→ WHAT YOU ARE ASKED TO DO:
From the entries below, please output exactly the lines starting at the one containing "the wooden perch" and ending at the one containing "target | bird's head", both included.

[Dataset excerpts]
··········

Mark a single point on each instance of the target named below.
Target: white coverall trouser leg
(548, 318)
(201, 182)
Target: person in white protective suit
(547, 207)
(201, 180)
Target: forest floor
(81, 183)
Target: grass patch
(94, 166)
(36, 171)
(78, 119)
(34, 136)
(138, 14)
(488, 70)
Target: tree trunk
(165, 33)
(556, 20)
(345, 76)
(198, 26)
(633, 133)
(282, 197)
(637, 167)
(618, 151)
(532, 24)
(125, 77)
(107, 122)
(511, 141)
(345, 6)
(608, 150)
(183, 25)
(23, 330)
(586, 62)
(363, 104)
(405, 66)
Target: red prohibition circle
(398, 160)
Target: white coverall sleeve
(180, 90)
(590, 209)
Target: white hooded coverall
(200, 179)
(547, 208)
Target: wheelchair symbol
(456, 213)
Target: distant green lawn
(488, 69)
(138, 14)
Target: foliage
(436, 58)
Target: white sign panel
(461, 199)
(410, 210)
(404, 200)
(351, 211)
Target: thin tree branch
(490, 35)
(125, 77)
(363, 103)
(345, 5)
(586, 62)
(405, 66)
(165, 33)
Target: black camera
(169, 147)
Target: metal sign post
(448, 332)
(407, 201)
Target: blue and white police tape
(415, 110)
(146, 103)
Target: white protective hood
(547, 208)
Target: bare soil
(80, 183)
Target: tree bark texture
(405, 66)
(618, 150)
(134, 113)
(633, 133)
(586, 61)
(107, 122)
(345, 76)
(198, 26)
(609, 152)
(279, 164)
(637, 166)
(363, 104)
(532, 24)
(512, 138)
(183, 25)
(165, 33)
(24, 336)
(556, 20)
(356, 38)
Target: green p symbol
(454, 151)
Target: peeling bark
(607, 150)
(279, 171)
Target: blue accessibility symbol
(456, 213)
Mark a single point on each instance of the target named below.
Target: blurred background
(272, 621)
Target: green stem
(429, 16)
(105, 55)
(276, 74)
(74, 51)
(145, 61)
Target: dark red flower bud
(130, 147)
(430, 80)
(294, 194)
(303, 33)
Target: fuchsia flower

··········

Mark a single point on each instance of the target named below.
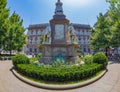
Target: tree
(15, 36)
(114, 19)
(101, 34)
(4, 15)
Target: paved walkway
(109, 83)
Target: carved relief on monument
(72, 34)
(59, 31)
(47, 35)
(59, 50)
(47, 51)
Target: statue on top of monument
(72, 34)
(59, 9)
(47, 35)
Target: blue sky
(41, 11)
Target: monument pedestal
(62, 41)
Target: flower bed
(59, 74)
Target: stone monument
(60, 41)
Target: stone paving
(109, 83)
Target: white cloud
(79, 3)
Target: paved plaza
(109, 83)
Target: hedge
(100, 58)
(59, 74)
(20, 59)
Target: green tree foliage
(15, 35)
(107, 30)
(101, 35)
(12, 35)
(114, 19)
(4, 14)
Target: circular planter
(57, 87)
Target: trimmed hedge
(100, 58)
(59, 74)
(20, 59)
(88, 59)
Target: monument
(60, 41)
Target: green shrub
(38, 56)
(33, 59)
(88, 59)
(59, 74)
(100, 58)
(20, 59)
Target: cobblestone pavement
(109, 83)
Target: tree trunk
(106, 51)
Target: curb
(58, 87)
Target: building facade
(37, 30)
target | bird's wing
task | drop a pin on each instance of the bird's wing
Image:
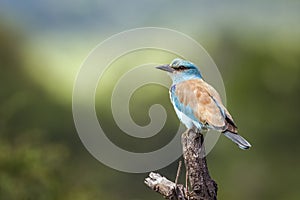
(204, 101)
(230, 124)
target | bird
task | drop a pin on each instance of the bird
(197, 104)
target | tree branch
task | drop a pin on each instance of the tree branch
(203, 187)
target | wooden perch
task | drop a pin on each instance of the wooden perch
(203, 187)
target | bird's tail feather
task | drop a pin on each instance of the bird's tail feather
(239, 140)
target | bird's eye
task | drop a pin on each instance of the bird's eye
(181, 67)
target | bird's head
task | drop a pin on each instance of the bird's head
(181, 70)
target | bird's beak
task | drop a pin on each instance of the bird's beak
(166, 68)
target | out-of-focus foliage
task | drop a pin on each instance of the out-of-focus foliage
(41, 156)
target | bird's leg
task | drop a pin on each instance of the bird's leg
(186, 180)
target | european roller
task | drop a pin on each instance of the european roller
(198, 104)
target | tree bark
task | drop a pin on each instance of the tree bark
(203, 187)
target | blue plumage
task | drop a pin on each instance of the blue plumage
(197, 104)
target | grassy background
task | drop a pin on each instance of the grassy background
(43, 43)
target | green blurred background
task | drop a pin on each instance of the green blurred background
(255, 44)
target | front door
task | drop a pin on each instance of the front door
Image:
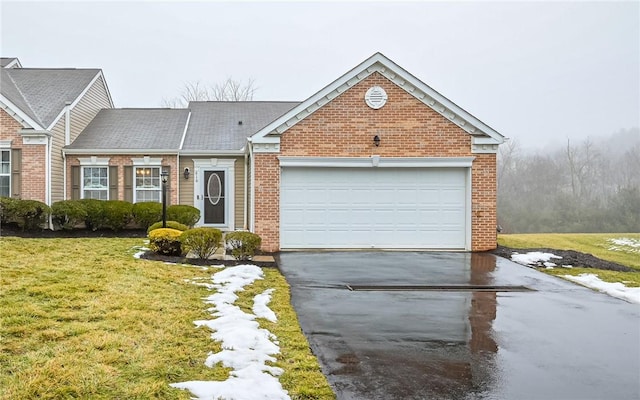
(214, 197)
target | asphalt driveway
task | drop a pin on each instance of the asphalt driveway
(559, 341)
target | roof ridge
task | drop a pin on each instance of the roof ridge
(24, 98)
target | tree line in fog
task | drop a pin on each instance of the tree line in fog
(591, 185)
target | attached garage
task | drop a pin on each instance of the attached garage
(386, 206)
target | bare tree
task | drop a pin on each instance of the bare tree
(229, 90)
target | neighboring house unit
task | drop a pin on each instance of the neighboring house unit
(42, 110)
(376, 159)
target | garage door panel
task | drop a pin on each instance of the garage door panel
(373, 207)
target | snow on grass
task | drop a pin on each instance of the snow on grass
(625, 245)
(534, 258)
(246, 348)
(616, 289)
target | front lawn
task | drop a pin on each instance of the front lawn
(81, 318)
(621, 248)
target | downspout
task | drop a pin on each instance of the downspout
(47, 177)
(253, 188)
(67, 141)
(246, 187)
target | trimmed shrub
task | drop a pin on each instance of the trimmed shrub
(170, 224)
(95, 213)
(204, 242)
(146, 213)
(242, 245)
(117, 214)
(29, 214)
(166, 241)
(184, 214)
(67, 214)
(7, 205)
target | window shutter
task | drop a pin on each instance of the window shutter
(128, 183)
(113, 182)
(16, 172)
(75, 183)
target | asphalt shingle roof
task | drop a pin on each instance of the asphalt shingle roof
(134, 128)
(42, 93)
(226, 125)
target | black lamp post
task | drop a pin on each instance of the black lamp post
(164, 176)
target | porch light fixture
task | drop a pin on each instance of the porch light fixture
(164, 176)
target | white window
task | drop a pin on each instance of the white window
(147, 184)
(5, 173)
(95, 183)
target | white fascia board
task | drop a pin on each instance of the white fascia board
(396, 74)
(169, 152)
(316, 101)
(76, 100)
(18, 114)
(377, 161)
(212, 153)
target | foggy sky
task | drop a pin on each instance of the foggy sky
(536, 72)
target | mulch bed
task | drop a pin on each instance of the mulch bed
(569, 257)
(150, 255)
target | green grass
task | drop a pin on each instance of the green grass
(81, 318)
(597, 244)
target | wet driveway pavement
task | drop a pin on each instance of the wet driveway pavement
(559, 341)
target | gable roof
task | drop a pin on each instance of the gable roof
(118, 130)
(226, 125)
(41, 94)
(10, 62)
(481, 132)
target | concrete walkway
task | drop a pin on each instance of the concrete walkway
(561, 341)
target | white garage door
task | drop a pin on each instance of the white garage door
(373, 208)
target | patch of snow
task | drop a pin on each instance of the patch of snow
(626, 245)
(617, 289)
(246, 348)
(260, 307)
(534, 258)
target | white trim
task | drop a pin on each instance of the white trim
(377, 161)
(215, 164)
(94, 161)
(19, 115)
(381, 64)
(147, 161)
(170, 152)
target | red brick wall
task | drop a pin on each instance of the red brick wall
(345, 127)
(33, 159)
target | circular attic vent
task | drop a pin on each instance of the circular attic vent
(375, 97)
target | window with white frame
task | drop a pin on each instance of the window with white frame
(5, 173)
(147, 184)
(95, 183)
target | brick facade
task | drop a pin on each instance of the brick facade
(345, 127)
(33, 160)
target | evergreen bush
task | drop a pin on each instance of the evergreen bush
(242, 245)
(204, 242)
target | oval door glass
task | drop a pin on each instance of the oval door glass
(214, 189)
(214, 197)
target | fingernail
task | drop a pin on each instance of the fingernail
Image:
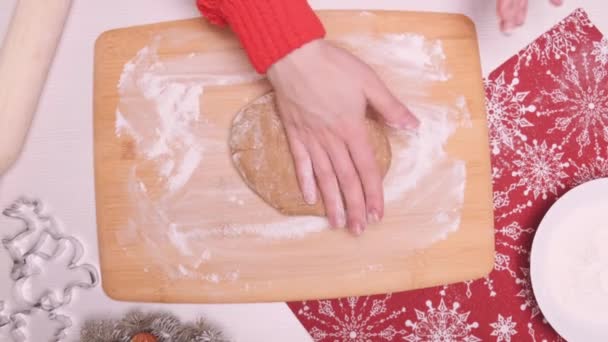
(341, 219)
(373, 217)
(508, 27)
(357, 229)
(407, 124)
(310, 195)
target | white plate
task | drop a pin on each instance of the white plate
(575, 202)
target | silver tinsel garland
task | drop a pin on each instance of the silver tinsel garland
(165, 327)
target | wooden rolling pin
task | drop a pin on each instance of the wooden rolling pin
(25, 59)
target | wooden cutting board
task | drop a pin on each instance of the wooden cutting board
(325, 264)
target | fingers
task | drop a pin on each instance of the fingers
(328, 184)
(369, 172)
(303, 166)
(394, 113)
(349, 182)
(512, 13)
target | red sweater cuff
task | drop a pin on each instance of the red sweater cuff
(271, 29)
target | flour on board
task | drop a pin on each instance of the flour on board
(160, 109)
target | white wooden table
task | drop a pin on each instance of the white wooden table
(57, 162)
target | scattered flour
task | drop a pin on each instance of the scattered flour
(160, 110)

··········

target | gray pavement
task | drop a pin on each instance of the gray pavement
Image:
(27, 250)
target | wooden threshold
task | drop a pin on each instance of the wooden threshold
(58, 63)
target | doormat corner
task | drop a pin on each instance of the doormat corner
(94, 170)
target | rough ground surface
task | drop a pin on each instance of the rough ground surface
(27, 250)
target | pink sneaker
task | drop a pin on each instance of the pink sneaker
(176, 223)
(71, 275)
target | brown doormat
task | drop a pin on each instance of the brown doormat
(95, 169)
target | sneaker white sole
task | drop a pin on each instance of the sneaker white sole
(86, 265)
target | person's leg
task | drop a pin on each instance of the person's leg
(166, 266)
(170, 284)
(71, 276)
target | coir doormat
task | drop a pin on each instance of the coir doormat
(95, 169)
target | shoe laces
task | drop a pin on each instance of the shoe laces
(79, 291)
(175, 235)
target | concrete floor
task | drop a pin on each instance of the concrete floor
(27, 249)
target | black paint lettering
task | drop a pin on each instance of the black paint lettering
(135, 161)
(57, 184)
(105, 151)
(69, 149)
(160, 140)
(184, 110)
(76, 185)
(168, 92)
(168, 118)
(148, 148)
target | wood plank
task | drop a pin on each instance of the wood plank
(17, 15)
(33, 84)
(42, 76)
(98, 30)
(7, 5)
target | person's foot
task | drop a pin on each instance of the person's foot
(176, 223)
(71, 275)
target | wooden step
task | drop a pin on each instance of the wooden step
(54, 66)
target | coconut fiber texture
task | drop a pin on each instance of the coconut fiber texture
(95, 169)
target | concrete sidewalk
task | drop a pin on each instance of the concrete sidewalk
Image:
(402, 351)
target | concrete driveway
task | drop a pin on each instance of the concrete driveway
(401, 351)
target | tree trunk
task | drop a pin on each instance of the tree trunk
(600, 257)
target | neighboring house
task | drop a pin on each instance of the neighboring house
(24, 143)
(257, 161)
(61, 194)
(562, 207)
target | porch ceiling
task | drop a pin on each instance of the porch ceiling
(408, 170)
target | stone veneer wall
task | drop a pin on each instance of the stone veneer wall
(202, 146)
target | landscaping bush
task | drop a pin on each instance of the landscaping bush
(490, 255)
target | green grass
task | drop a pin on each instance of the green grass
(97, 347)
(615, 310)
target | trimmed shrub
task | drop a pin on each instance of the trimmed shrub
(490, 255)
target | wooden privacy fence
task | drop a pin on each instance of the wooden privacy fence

··········

→ RESPONSE TO THE EXERCISE:
task | drop a pin on each instance of the wooden perch
(203, 187)
target | bird's tail feather
task | drop a pin on each instance of the bird's tail feather
(239, 140)
target | bird's eye
task | drop a pin on each instance of the bird's eye
(181, 67)
target | bird's head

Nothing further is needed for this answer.